══ Records for this task

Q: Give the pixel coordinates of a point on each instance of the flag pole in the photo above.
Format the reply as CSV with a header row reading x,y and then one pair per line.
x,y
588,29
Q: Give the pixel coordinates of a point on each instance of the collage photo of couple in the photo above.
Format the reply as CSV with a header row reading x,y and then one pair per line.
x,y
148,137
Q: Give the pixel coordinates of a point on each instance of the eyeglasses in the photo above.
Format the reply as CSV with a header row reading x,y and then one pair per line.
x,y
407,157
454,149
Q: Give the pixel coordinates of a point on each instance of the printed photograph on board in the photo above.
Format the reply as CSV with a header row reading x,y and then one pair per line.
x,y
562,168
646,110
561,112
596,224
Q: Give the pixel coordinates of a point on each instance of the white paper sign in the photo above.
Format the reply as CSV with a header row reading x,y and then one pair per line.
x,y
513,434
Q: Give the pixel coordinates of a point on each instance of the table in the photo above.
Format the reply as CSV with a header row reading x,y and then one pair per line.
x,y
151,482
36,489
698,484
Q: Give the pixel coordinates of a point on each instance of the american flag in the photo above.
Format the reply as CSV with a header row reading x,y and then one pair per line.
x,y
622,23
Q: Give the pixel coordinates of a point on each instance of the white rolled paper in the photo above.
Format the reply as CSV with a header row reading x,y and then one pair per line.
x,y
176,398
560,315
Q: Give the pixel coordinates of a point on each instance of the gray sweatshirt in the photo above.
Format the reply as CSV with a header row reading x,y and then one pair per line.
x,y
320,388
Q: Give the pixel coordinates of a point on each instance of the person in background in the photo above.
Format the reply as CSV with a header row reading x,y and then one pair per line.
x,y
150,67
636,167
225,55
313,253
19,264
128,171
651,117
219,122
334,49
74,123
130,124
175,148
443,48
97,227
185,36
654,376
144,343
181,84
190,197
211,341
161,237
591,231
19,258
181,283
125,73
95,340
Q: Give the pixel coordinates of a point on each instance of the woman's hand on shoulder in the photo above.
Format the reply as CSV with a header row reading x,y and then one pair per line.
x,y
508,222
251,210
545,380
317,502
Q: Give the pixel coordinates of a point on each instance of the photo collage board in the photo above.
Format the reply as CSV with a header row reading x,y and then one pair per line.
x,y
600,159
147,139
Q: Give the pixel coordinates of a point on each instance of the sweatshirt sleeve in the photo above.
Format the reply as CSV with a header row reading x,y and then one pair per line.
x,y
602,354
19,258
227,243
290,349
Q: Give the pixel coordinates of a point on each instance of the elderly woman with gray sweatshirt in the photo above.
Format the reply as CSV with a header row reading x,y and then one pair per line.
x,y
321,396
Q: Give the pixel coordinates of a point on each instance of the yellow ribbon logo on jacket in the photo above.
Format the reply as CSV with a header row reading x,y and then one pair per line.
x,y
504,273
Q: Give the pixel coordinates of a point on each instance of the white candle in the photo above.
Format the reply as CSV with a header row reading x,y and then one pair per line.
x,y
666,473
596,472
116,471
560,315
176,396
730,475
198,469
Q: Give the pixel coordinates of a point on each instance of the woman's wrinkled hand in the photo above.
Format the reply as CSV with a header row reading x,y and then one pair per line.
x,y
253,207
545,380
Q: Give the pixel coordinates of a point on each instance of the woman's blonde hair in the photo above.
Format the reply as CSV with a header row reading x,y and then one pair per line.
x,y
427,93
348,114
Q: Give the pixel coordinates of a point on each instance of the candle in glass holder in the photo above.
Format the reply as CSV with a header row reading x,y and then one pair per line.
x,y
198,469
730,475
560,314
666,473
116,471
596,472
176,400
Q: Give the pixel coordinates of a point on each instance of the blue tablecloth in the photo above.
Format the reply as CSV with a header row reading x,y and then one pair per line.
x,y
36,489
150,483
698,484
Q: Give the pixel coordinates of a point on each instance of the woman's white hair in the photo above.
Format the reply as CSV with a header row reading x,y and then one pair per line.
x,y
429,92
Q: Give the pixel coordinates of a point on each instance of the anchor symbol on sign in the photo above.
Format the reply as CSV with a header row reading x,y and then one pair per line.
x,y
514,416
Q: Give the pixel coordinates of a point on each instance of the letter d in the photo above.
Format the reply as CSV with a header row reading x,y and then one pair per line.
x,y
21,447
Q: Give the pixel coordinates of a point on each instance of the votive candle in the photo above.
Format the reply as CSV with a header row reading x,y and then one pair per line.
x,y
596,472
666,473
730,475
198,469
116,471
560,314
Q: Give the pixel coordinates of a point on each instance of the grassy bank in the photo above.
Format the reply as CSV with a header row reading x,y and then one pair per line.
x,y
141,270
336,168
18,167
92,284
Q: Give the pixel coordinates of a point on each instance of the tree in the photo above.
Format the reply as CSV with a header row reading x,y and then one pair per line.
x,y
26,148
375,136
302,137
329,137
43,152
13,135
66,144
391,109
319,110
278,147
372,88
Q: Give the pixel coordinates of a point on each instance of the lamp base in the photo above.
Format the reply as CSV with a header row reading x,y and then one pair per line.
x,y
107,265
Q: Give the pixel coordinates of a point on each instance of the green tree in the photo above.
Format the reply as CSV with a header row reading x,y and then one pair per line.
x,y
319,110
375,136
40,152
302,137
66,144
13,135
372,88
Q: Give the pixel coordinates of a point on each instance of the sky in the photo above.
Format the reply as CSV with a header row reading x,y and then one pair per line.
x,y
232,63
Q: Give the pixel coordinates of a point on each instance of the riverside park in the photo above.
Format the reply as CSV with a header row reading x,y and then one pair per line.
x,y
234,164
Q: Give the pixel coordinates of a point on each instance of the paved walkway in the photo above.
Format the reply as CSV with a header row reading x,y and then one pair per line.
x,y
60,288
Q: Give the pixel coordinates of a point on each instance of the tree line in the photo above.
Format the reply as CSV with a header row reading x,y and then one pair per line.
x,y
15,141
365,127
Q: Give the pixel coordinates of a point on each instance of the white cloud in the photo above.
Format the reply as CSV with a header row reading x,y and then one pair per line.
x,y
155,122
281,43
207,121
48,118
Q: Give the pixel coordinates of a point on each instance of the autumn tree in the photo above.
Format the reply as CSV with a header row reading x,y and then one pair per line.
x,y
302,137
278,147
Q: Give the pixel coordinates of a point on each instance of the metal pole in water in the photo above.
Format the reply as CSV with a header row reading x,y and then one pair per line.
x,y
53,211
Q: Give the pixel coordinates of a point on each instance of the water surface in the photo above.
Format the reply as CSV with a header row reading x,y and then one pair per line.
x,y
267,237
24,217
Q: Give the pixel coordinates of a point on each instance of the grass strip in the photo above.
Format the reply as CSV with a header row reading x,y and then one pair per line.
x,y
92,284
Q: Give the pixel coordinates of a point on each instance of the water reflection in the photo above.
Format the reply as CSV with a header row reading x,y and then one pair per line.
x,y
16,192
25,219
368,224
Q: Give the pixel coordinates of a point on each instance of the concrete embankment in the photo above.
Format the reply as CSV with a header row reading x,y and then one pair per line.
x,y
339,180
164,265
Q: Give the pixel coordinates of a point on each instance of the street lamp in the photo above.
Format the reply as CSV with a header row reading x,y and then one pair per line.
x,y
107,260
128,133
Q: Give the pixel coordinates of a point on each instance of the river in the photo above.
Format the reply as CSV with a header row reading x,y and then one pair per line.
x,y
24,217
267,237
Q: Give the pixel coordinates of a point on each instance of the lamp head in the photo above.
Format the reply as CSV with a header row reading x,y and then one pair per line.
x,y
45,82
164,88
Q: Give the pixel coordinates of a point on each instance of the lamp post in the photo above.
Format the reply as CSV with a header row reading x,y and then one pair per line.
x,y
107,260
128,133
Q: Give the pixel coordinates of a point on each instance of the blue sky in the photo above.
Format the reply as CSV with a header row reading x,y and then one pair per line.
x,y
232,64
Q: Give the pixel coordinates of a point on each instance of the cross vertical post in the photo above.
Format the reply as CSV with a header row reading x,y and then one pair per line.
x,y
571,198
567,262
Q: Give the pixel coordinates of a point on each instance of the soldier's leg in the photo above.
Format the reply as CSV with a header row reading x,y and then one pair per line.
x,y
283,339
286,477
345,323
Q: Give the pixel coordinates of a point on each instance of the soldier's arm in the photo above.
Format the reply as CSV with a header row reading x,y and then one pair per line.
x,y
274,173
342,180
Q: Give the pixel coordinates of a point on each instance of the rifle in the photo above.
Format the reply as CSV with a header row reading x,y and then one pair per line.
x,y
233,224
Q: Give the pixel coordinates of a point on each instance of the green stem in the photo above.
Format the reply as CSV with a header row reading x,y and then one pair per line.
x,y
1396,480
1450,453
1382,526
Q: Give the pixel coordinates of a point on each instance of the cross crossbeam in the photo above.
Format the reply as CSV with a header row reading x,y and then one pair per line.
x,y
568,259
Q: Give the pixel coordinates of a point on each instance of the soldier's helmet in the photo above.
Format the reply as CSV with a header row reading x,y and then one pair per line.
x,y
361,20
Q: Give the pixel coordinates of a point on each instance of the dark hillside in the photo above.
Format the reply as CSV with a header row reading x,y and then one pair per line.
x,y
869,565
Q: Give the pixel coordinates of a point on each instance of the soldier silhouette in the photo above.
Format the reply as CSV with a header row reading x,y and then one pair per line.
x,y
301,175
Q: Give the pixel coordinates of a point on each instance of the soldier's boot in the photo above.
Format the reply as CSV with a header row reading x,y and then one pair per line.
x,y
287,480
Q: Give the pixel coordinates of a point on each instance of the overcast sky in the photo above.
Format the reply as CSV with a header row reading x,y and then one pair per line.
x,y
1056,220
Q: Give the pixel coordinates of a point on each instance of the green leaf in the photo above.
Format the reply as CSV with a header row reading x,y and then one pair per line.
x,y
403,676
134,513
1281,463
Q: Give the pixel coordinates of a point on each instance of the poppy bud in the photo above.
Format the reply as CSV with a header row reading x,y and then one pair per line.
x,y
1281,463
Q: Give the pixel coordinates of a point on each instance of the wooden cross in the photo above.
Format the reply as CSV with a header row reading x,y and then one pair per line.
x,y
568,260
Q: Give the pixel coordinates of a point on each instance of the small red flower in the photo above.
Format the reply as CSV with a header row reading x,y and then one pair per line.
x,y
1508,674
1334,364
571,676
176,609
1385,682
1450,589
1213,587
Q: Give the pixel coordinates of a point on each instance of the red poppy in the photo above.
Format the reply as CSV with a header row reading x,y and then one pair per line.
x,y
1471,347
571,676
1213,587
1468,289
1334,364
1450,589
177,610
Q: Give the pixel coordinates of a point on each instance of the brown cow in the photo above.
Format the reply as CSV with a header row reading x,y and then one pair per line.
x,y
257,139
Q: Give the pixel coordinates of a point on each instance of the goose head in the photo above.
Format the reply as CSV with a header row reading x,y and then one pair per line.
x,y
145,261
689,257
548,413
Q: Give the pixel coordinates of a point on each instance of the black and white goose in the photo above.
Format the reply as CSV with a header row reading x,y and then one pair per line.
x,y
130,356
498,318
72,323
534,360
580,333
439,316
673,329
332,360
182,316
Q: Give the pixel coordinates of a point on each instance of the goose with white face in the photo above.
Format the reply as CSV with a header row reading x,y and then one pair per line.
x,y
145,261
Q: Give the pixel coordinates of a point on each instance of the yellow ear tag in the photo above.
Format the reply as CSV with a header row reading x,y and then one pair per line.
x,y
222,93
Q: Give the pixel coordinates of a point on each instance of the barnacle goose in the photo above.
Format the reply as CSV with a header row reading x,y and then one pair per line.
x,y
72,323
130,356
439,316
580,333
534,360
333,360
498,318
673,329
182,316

════

§ What the exercise asks
From the line containing "cow in the photo above." to the last line of the material, please quote every line exactly and only those.

§ Task result
Q: Give the pixel coordinates of a point on each instance of the brown cow in the photo above.
Format the reply as CSV with a header row reading x,y and then one pair per line.
x,y
257,139
Q: Give the pixel coordinates of a point on each instance of the goose head in the photo above.
Format the reply as CSV with a header row reading x,y and then one pair per line.
x,y
145,261
689,257
548,413
Q: Give the pixel coordinates of a point on each instance of the black and white goose in the photo above.
Format the reply as CSV with a header row reading x,y and then one pair per line.
x,y
130,356
498,318
72,323
534,360
580,333
439,316
673,329
332,360
182,316
Q: Give the pixel coordinates of a point on each instance of the goose with white face in the photo above.
Format the reply as CSV with a header row reading x,y and then one pair per line.
x,y
145,261
Q: Give the pixel coordinates of a point on each instance of the yellow ear tag in the photo above.
Format the reply as CSV with a header row reading x,y and then one pair per line.
x,y
222,93
Q: Give the pixel coordinates of a point on each instance of the barnacle goose in the photo above.
Format the reply as CSV with a header row reading x,y and then one pair per line.
x,y
72,323
130,356
439,316
580,333
534,360
333,360
498,318
673,329
182,316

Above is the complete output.